### Texte du document
* * * *

Olivier Petitjean : L'une des conclusions de notre livre est que pour infléchir les pratiques des multinationales, le rôle de l'État et des régulations publiques est incontournable. Encore faut-il que les dirigeants politiques en aient à la fois la volonté et les moyens, ce qui est au final rarement le cas – avec cette difficulté supplémentaire qu'il est souvent difficile d'agir à l'échelle d'un seul pays et que les nations les plus puissantes tendent à défendre les intérêts de « leurs » multinationales. Les avancées, lorsqu’elles ont lieu, surviennent malheureusement le plus souvent à la suite d’un scandale ou d’une catastrophe devenue impossible à ignorer. Parfois, c’est un contexte de crise ou de guerre qui permet de remettre certaines choses à plat. Mais ces progrès sont aussi rendus possibles grâce à une forte pression sociale, exercée notamment par les syndicats, la société civile ou le monde scientifique.

* * * *

### Entrées fournies
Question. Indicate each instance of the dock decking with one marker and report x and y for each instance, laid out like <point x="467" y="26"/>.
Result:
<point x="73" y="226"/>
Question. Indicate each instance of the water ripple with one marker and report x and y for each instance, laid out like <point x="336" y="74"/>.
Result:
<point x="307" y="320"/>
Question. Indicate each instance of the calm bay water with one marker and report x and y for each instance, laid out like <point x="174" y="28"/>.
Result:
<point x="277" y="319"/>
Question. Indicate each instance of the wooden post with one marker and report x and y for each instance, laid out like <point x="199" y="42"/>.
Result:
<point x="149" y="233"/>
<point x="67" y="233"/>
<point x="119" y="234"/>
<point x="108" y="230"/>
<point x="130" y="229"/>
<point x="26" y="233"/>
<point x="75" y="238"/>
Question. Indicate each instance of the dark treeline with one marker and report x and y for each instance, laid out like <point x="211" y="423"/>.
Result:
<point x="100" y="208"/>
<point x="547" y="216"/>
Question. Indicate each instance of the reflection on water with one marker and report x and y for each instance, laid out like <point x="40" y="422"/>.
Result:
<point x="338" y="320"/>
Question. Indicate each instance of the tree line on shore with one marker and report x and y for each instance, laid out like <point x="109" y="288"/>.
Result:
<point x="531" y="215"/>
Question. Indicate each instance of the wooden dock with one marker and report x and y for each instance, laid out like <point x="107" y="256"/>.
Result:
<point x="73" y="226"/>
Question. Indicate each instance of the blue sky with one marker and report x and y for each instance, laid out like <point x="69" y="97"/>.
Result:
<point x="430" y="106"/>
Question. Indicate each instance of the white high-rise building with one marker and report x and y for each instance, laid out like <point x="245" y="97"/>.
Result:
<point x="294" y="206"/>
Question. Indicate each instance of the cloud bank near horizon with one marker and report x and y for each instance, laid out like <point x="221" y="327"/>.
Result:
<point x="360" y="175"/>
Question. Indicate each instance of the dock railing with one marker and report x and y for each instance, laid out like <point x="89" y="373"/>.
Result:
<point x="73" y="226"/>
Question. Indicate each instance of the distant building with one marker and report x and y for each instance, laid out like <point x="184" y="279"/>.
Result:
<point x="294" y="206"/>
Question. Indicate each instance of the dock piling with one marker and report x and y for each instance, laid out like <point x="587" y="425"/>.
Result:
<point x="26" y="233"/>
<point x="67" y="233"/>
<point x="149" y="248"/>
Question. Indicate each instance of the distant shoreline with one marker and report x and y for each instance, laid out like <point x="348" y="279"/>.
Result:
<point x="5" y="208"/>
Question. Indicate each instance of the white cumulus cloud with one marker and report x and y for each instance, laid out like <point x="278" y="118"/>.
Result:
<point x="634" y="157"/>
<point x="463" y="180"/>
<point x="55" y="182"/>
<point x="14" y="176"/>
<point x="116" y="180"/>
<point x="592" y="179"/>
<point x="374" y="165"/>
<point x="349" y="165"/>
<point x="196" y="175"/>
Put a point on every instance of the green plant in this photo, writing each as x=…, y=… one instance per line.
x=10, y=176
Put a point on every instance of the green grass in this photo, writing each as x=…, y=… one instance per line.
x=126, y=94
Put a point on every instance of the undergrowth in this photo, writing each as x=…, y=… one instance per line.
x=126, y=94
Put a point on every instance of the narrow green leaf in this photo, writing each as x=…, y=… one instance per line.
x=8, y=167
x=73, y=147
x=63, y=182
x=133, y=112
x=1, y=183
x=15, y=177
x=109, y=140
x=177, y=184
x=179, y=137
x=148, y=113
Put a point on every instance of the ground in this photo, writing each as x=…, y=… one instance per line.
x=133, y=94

* * * *

### Consigne A
D'après l'extrait sur les multinationales, à la suite de quels événements les avancées surviennent-elles le plus souvent ?
### Consigne B
Poursuivez l'extrait sur les multinationales à partir de sa dernière phrase.

### Réponse A
Elles surviennent le plus souvent à la suite d'un scandale ou d'une catastrophe devenue impossible à ignorer.

### Réponse B
Pour moi, il est illusoire de penser que les multinationales vont d'elles-mêmes changer profondément leurs pratiques. Il faudrait qu'elles y trouvent leur intérêt à court terme, ce qui n'est pas le cas avec des questions comme la crise climatique. En conséquence, elles tendent à privilégier les solutions cosmétiques, le « greenwashing ». Cela ne tient pas aux convictions ou à la mauvaise volonté des dirigeants et dirigeantes qui sont à leur tête, mais à la logique du système et à sa force d'inertie, particulièrement dans une économie très financiarisée qui repose entièrement sur l'exigence de maintenir les profits et les dividendes futurs. Pour les faire véritablement changer de trajectoire, il faut changer totalement les règles du jeu. Cela ne veut pas dire que tout doive passer par la contrainte étatique – les pratiques des consommateurs comptent aussi, par exemple. Mais même dans ce contexte, les pouvoirs publics doivent mettre en place des outils pour protéger et favoriser le développement d’activités économiques et de circuits commerciaux plus vertueux, tant sur le plan social qu’écologique, plus diversifiés et plus résilients — comme on le dit aujourd’hui — afin de ne pas céder face au rouleau compresseur de la multinationale la moins-disante. Or, malgré les grands discours qui ont suivi la pandémie de Covid, les gouvernements agissent encore très peu en ce sens.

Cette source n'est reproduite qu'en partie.